Copy every line of the material that contains the word "region". Case counts.
***** Entries provided *****
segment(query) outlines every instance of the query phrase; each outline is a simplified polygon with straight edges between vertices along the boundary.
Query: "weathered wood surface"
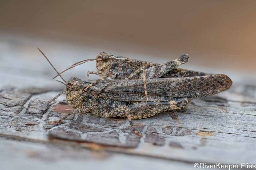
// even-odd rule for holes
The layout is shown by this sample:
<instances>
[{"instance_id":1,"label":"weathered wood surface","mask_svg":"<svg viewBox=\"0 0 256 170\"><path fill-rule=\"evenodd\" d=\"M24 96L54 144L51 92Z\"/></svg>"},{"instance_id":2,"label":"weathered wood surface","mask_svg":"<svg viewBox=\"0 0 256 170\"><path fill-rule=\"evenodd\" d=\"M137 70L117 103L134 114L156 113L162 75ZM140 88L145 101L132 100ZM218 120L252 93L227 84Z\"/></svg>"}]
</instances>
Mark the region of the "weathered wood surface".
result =
<instances>
[{"instance_id":1,"label":"weathered wood surface","mask_svg":"<svg viewBox=\"0 0 256 170\"><path fill-rule=\"evenodd\" d=\"M192 168L196 162L256 163L256 86L235 84L215 96L192 100L185 110L134 120L141 138L133 134L127 120L89 114L73 115L62 123L49 124L48 121L71 111L63 97L51 105L47 102L61 90L6 87L1 90L3 160L7 159L5 154L15 155L13 151L17 150L21 152L18 154L27 155L23 158L25 162L33 158L39 162L52 159L61 161L61 156L72 160L81 157L80 161L92 156L94 162L100 162L85 149L89 149L100 151L96 157L110 154L118 159L131 157L118 153L125 153L132 157L143 156L137 157L138 160L160 158L162 160L157 162L163 161L165 165L172 162L174 167L184 169ZM11 151L7 153L7 148ZM114 165L114 160L105 161Z\"/></svg>"},{"instance_id":2,"label":"weathered wood surface","mask_svg":"<svg viewBox=\"0 0 256 170\"><path fill-rule=\"evenodd\" d=\"M256 163L256 85L241 77L231 76L236 81L230 89L193 100L185 110L134 120L143 135L140 138L123 119L87 114L49 125L71 111L64 95L50 106L47 102L64 87L51 80L55 73L36 46L27 50L30 53L16 52L16 45L0 53L1 170L191 169L196 162ZM77 54L80 58L54 58L62 56L59 50L46 54L60 70L98 52L86 50L87 56ZM30 57L24 59L28 54ZM64 77L84 79L86 71L95 70L93 64L85 66ZM217 71L212 72L222 72Z\"/></svg>"}]
</instances>

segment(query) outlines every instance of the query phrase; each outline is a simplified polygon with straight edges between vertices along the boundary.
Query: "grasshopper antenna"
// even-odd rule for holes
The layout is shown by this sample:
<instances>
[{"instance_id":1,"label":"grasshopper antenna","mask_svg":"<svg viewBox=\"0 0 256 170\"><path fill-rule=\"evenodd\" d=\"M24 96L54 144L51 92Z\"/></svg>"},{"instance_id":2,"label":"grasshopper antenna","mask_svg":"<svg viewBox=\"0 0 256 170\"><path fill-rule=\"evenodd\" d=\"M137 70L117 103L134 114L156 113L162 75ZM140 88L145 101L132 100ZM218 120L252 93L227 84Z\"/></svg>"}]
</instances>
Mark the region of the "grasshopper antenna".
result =
<instances>
[{"instance_id":1,"label":"grasshopper antenna","mask_svg":"<svg viewBox=\"0 0 256 170\"><path fill-rule=\"evenodd\" d=\"M57 75L57 76L56 76L55 77L53 77L52 78L52 79L54 79L55 78L56 78L56 77L58 77L59 76L61 76L60 75L61 74L63 73L64 73L64 72L65 72L67 70L69 70L70 69L71 69L73 68L73 67L76 67L76 66L79 66L79 65L80 65L81 64L84 64L84 63L86 63L86 62L88 62L88 61L93 61L93 60L96 60L96 59L88 59L87 60L85 60L81 61L79 61L79 62L77 62L76 63L75 63L74 64L72 65L70 67L67 68L67 69L66 69L65 70L62 71L61 72L59 73L58 73L58 75Z\"/></svg>"},{"instance_id":2,"label":"grasshopper antenna","mask_svg":"<svg viewBox=\"0 0 256 170\"><path fill-rule=\"evenodd\" d=\"M54 69L54 70L55 70L55 71L56 71L56 72L57 73L57 74L58 74L58 75L59 75L60 76L60 77L61 78L61 79L62 79L62 80L63 80L63 81L64 81L64 82L65 83L67 83L67 82L66 82L66 80L65 80L64 79L64 78L63 78L63 77L62 77L60 75L59 75L59 72L58 72L58 71L57 71L57 70L56 70L56 68L55 68L55 67L54 67L53 66L53 65L52 65L52 63L51 63L51 62L50 61L50 60L48 60L48 58L47 58L47 57L46 56L46 55L45 55L44 54L44 53L43 53L43 52L42 52L42 51L41 50L40 50L40 49L39 49L39 48L37 47L37 49L38 49L38 50L39 50L39 51L40 51L40 52L41 52L41 53L42 53L42 54L43 54L43 56L44 56L44 58L45 58L45 59L46 59L46 60L47 60L47 61L48 61L48 62L49 62L49 63L50 63L50 65L52 67L52 68L53 68L53 69Z\"/></svg>"},{"instance_id":3,"label":"grasshopper antenna","mask_svg":"<svg viewBox=\"0 0 256 170\"><path fill-rule=\"evenodd\" d=\"M58 82L59 82L60 83L62 83L63 84L65 85L65 86L67 86L67 85L65 83L63 83L63 82L62 82L62 81L59 81L59 80L56 80L56 81L57 81Z\"/></svg>"}]
</instances>

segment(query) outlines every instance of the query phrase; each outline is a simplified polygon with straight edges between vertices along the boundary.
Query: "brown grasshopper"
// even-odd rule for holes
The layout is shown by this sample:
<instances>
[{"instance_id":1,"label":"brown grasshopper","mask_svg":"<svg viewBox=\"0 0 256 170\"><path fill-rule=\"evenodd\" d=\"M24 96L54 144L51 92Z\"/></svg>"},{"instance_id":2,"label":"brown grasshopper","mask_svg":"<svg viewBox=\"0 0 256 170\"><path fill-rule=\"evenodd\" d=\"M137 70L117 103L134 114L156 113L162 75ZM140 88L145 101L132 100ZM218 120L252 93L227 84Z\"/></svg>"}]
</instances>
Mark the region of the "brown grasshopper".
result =
<instances>
[{"instance_id":1,"label":"brown grasshopper","mask_svg":"<svg viewBox=\"0 0 256 170\"><path fill-rule=\"evenodd\" d=\"M99 75L100 76L99 79L106 79L108 78L115 79L143 79L144 93L147 101L148 97L145 84L146 79L193 77L207 75L202 72L177 68L187 62L188 58L188 55L185 54L174 60L159 64L125 57L116 56L101 52L95 59L88 59L76 63L70 67L61 72L59 74L88 61L96 60L97 72L88 71L87 75L88 81L90 79L90 74ZM53 78L54 79L58 75L59 75ZM88 85L86 90L95 84L97 81L96 80L92 82Z\"/></svg>"},{"instance_id":2,"label":"brown grasshopper","mask_svg":"<svg viewBox=\"0 0 256 170\"><path fill-rule=\"evenodd\" d=\"M58 75L57 70L44 55ZM232 81L223 74L143 80L99 80L89 89L92 81L84 81L73 77L66 82L64 93L70 106L76 110L58 121L58 123L73 114L92 113L98 116L127 117L136 134L131 120L146 118L161 112L185 107L188 100L213 95L229 88ZM147 101L144 85L148 92Z\"/></svg>"}]
</instances>

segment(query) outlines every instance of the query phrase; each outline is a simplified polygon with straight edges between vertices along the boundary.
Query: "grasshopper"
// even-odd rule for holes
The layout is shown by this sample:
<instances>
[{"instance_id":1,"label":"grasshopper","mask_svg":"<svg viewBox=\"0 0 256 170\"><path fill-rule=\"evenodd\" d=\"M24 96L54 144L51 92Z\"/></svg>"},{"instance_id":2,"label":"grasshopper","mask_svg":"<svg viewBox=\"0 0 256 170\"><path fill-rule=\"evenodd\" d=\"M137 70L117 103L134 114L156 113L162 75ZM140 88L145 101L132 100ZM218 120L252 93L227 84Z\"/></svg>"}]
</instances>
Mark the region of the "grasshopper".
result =
<instances>
[{"instance_id":1,"label":"grasshopper","mask_svg":"<svg viewBox=\"0 0 256 170\"><path fill-rule=\"evenodd\" d=\"M213 95L229 88L232 81L224 74L192 77L150 79L145 80L148 101L144 94L143 80L98 80L89 89L92 81L72 77L66 81L42 51L40 52L66 84L64 93L70 105L75 110L58 121L72 114L93 113L98 116L127 118L134 133L141 135L133 127L132 119L154 116L163 112L184 108L188 101Z\"/></svg>"},{"instance_id":2,"label":"grasshopper","mask_svg":"<svg viewBox=\"0 0 256 170\"><path fill-rule=\"evenodd\" d=\"M177 59L159 64L125 57L116 56L101 52L95 59L88 59L76 63L61 72L59 75L86 62L96 60L97 71L88 71L87 74L88 80L90 79L90 74L99 75L100 76L99 79L106 79L108 78L115 79L143 79L144 94L147 100L148 101L145 83L146 79L193 77L207 74L202 72L177 68L187 62L188 58L188 54L184 54ZM53 78L55 78L59 74ZM96 83L97 81L96 80L88 85L86 90Z\"/></svg>"}]
</instances>

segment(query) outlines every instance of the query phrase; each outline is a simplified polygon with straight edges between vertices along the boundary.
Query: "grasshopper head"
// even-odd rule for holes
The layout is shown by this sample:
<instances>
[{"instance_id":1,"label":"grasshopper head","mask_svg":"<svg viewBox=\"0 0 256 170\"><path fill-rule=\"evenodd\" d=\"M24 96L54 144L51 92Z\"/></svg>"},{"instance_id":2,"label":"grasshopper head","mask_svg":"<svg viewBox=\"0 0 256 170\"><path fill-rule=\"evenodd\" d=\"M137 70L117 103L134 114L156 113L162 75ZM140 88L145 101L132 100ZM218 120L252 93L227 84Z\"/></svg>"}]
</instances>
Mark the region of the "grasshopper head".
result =
<instances>
[{"instance_id":1,"label":"grasshopper head","mask_svg":"<svg viewBox=\"0 0 256 170\"><path fill-rule=\"evenodd\" d=\"M114 74L111 71L114 56L105 52L101 52L96 58L97 72L101 78L109 77L113 78Z\"/></svg>"},{"instance_id":2,"label":"grasshopper head","mask_svg":"<svg viewBox=\"0 0 256 170\"><path fill-rule=\"evenodd\" d=\"M66 89L67 101L72 107L82 108L84 96L84 89L89 84L89 82L84 82L75 77L72 77L67 82Z\"/></svg>"}]
</instances>

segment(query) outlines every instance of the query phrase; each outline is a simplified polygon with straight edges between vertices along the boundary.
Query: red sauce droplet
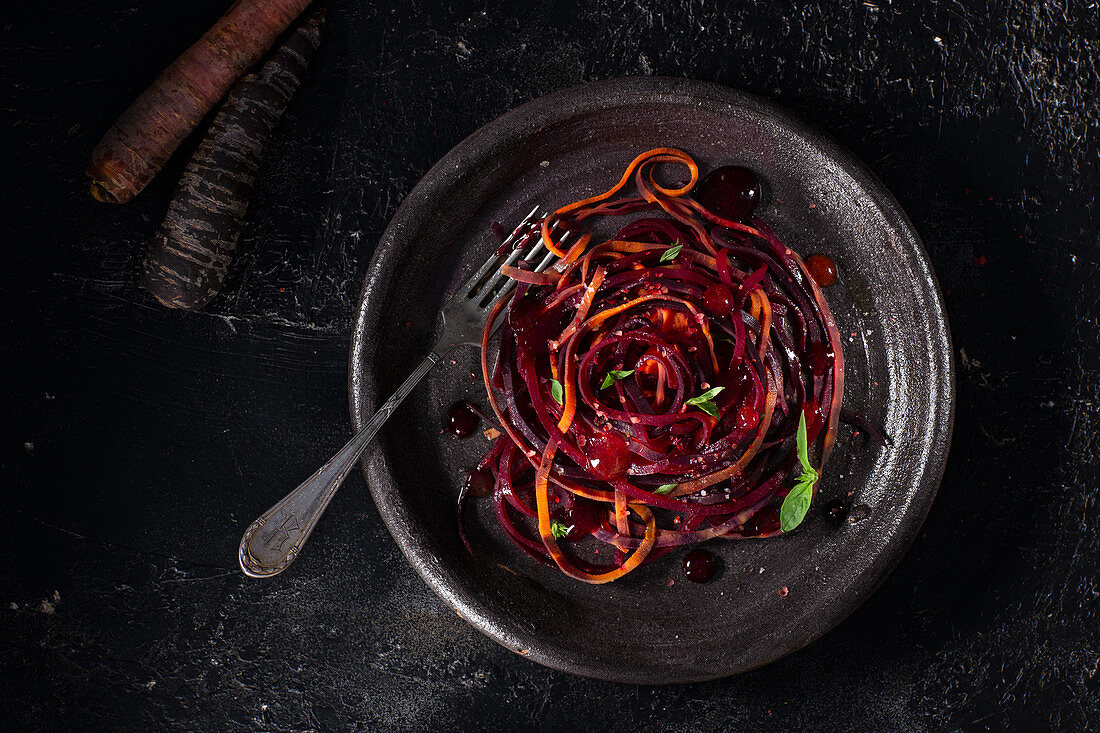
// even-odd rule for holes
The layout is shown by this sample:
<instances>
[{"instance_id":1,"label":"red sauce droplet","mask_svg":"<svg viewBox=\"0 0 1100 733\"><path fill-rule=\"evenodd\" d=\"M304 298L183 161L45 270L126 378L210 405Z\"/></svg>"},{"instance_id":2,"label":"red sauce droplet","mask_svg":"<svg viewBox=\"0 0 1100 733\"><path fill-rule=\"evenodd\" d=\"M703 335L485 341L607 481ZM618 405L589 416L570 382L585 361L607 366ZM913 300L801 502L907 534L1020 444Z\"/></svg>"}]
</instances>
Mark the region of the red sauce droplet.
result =
<instances>
[{"instance_id":1,"label":"red sauce droplet","mask_svg":"<svg viewBox=\"0 0 1100 733\"><path fill-rule=\"evenodd\" d=\"M694 583L705 583L714 577L714 556L702 547L684 555L684 576Z\"/></svg>"},{"instance_id":2,"label":"red sauce droplet","mask_svg":"<svg viewBox=\"0 0 1100 733\"><path fill-rule=\"evenodd\" d=\"M473 469L466 473L466 492L474 499L485 499L493 493L493 472L488 468Z\"/></svg>"},{"instance_id":3,"label":"red sauce droplet","mask_svg":"<svg viewBox=\"0 0 1100 733\"><path fill-rule=\"evenodd\" d=\"M816 375L825 374L833 366L833 350L828 346L814 342L806 348L806 365Z\"/></svg>"},{"instance_id":4,"label":"red sauce droplet","mask_svg":"<svg viewBox=\"0 0 1100 733\"><path fill-rule=\"evenodd\" d=\"M626 440L614 433L600 433L584 447L588 471L601 481L622 478L630 468L630 448Z\"/></svg>"},{"instance_id":5,"label":"red sauce droplet","mask_svg":"<svg viewBox=\"0 0 1100 733\"><path fill-rule=\"evenodd\" d=\"M698 184L698 203L729 221L748 221L760 203L760 179L748 168L724 165Z\"/></svg>"},{"instance_id":6,"label":"red sauce droplet","mask_svg":"<svg viewBox=\"0 0 1100 733\"><path fill-rule=\"evenodd\" d=\"M806 258L806 270L814 282L822 287L836 285L836 263L827 254L811 254Z\"/></svg>"},{"instance_id":7,"label":"red sauce droplet","mask_svg":"<svg viewBox=\"0 0 1100 733\"><path fill-rule=\"evenodd\" d=\"M703 291L703 305L715 316L728 316L734 310L734 294L722 283Z\"/></svg>"},{"instance_id":8,"label":"red sauce droplet","mask_svg":"<svg viewBox=\"0 0 1100 733\"><path fill-rule=\"evenodd\" d=\"M825 516L834 524L844 524L849 511L848 502L843 499L834 499L825 505Z\"/></svg>"},{"instance_id":9,"label":"red sauce droplet","mask_svg":"<svg viewBox=\"0 0 1100 733\"><path fill-rule=\"evenodd\" d=\"M740 430L749 430L757 426L760 422L760 413L757 411L756 405L751 403L745 403L737 408L737 427Z\"/></svg>"},{"instance_id":10,"label":"red sauce droplet","mask_svg":"<svg viewBox=\"0 0 1100 733\"><path fill-rule=\"evenodd\" d=\"M447 429L455 437L469 438L480 424L481 418L469 402L457 402L447 412Z\"/></svg>"},{"instance_id":11,"label":"red sauce droplet","mask_svg":"<svg viewBox=\"0 0 1100 733\"><path fill-rule=\"evenodd\" d=\"M576 497L573 505L562 514L561 521L569 527L565 539L576 541L600 528L600 507L595 502Z\"/></svg>"},{"instance_id":12,"label":"red sauce droplet","mask_svg":"<svg viewBox=\"0 0 1100 733\"><path fill-rule=\"evenodd\" d=\"M765 506L762 510L749 517L741 534L746 537L771 534L779 529L779 510L774 506Z\"/></svg>"}]
</instances>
*****
### The completed task
Mark the region of the "weathered wood surface".
Mark the region of the "grasshopper antenna".
Mark the region of the "brown grasshopper".
Mark the region of the "grasshopper".
Mark the region of the "grasshopper head".
Mark the region of the red sauce droplet.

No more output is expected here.